Repeat the records below exactly as they appear.
□ □ □ □
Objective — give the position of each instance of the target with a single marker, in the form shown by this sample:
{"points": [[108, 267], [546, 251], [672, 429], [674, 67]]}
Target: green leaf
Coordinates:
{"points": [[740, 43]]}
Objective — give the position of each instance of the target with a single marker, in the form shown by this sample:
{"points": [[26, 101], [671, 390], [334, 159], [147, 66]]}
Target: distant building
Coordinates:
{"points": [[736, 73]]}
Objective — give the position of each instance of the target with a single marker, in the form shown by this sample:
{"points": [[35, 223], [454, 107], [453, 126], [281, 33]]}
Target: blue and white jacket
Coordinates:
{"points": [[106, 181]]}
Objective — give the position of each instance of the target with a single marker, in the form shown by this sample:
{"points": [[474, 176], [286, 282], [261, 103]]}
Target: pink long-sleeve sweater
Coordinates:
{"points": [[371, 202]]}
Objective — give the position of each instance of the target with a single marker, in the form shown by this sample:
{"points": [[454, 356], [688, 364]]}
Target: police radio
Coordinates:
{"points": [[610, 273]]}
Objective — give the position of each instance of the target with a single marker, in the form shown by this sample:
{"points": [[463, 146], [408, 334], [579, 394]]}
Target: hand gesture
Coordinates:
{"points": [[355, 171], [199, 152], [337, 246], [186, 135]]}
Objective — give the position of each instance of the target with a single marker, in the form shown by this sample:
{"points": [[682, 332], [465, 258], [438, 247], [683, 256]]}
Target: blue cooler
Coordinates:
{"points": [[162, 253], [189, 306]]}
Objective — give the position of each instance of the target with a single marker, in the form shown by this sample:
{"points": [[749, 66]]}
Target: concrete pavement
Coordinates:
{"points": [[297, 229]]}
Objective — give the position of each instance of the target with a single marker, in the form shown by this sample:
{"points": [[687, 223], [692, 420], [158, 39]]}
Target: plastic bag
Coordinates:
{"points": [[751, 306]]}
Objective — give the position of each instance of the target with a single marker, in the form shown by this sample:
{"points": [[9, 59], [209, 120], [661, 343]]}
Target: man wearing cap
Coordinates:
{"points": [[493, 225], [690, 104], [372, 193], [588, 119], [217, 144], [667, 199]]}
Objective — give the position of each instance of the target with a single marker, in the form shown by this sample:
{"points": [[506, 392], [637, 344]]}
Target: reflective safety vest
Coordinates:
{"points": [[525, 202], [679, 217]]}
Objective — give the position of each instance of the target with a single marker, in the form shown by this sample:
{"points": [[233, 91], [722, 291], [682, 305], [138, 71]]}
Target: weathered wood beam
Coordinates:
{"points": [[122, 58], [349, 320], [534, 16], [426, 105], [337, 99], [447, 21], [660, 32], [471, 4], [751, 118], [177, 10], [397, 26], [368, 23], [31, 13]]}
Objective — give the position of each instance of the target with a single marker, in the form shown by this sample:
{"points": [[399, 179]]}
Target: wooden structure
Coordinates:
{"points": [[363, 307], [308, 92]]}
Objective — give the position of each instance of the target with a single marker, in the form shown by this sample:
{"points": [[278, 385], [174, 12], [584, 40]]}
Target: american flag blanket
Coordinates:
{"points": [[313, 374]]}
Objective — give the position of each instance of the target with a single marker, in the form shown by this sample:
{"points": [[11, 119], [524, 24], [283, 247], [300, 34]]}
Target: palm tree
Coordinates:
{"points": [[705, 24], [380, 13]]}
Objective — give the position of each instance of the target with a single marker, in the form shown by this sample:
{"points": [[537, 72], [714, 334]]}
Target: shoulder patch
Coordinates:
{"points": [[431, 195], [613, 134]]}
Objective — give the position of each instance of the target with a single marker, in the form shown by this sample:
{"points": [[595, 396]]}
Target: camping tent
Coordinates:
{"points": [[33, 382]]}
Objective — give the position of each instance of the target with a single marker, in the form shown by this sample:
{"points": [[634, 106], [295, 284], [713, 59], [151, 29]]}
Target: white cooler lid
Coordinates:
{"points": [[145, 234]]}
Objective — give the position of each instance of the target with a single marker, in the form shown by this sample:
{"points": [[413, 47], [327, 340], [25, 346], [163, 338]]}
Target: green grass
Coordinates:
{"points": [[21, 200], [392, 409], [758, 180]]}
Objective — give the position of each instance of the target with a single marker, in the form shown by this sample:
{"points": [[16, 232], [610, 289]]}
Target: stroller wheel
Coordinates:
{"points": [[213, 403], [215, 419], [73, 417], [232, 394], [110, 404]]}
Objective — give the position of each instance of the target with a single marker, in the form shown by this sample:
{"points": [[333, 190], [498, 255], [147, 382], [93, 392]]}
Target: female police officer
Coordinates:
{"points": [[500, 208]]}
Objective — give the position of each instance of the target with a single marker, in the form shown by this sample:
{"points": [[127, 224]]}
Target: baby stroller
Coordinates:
□ □ □ □
• **Full answer**:
Objective — give the position of each instance of the target with a single marker, in the form shown by this sample:
{"points": [[108, 267], [546, 251], [672, 429], [674, 67]]}
Target: green leaf
Coordinates:
{"points": [[740, 43]]}
Objective — give the position of each instance of the target with a single marker, in the form shown by this sample:
{"points": [[26, 101], [671, 390], [334, 159], [147, 66]]}
Target: distant building
Coordinates:
{"points": [[736, 73]]}
Objective — give the position of each instance of the target with a single marker, in the form shown by this sample:
{"points": [[35, 223], [454, 107], [453, 126], [281, 33]]}
Target: blue and white jacket
Coordinates:
{"points": [[106, 181]]}
Objective — give the position of each instance of the target with a single marker, in the form shown by this sample:
{"points": [[474, 176], [286, 282], [261, 103]]}
Target: pink long-sleeve sweater
Coordinates:
{"points": [[371, 202]]}
Objective — give the position of each instance of the target with a single marker, in the form shown by this sample:
{"points": [[454, 356], [688, 364]]}
Target: police radio
Coordinates:
{"points": [[610, 273]]}
Objective — give the position of each instance of the target with a single marker, in the form shown by this sample:
{"points": [[463, 146], [408, 334], [579, 394]]}
Target: hand gesture
Coordinates:
{"points": [[355, 171], [199, 152], [337, 246], [186, 135]]}
Objective — give the position of each instance of the target with a single marker, in the form shown by this sample:
{"points": [[682, 332], [465, 258], [438, 247], [683, 256]]}
Target: blue cooler
Coordinates:
{"points": [[162, 253], [189, 306]]}
Objective — give the position of each instance of the target with a single marker, in the form shown by this sample:
{"points": [[749, 66]]}
Target: concrete pavement
Coordinates:
{"points": [[297, 229]]}
Objective — give the position of each instance of the target with a single marker, in the form shown by this sample:
{"points": [[687, 223], [692, 420], [158, 39]]}
Target: plastic bag
Coordinates:
{"points": [[751, 306]]}
Objective — give the position of each instance of the target with a single marker, in the form shown by this sample:
{"points": [[9, 59], [209, 120], [661, 343]]}
Target: man wearing cap
Coordinates:
{"points": [[493, 225], [690, 104], [372, 193], [588, 119], [217, 144], [667, 199]]}
Objective — give the position of each instance of the target with a single marker, in the form shown by this sample:
{"points": [[506, 392], [637, 344]]}
Target: reflective safety vest
Coordinates:
{"points": [[525, 202], [679, 217]]}
Objective — give the position of each instance of the target with a single marker, in the form shown by this sample:
{"points": [[233, 91], [722, 291], [682, 305], [138, 71]]}
Target: weathered wood beam
Coordinates:
{"points": [[122, 58], [349, 320], [534, 16], [426, 105], [337, 99], [447, 21], [660, 32], [471, 4], [751, 118], [177, 10], [397, 26], [368, 23], [31, 13]]}
Objective — give the position of each instance of the target with a single marker, in the form shown by this sample:
{"points": [[399, 179]]}
Target: wooden structure
Coordinates:
{"points": [[363, 307], [308, 92]]}
Objective — give the position of each instance of the target with a single marker, in the form shown by this sample:
{"points": [[278, 385], [174, 12], [584, 40]]}
Target: american flag blanket
Coordinates:
{"points": [[313, 374]]}
Objective — give the position of each instance of the target with a single marker, in the form shown by this sample:
{"points": [[11, 119], [524, 24], [283, 247], [300, 34]]}
Target: palm tree
Coordinates:
{"points": [[705, 24], [380, 13]]}
Objective — give the position of each instance of the target with a single marker, in the form shown by this sample:
{"points": [[537, 72], [714, 334]]}
Target: shoulder patch
Coordinates:
{"points": [[431, 195], [613, 134]]}
Objective — give the position of each instance of the target with a single marker, in the form shown by this sample:
{"points": [[595, 396]]}
Target: camping tent
Coordinates:
{"points": [[33, 382]]}
Objective — give the position of each instance of the target with a single marker, in the form shown by this sample:
{"points": [[634, 106], [295, 284], [713, 59], [151, 29]]}
Target: white cooler lid
Coordinates:
{"points": [[145, 234]]}
Objective — give the position of each instance of the target with a single marker, in the form shown by this sample:
{"points": [[413, 47], [327, 340], [25, 346], [163, 338]]}
Target: green grass
Coordinates:
{"points": [[21, 200], [392, 409], [758, 180]]}
Objective — give the position of each instance of the target with a single marker, in the form shown by this sample:
{"points": [[16, 232], [610, 289]]}
Target: stroller wheel
Coordinates:
{"points": [[213, 403], [215, 419], [73, 417], [232, 394], [110, 404]]}
Objective — give the position of each instance of the target with a single marker, in the form shown by this sample:
{"points": [[333, 190], [498, 255], [147, 382], [93, 392]]}
Target: female police officer
Coordinates:
{"points": [[500, 208]]}
Objective — give the position of each instance of the target with a single marker, in the form shown by this sample:
{"points": [[127, 224]]}
Target: baby stroller
Coordinates:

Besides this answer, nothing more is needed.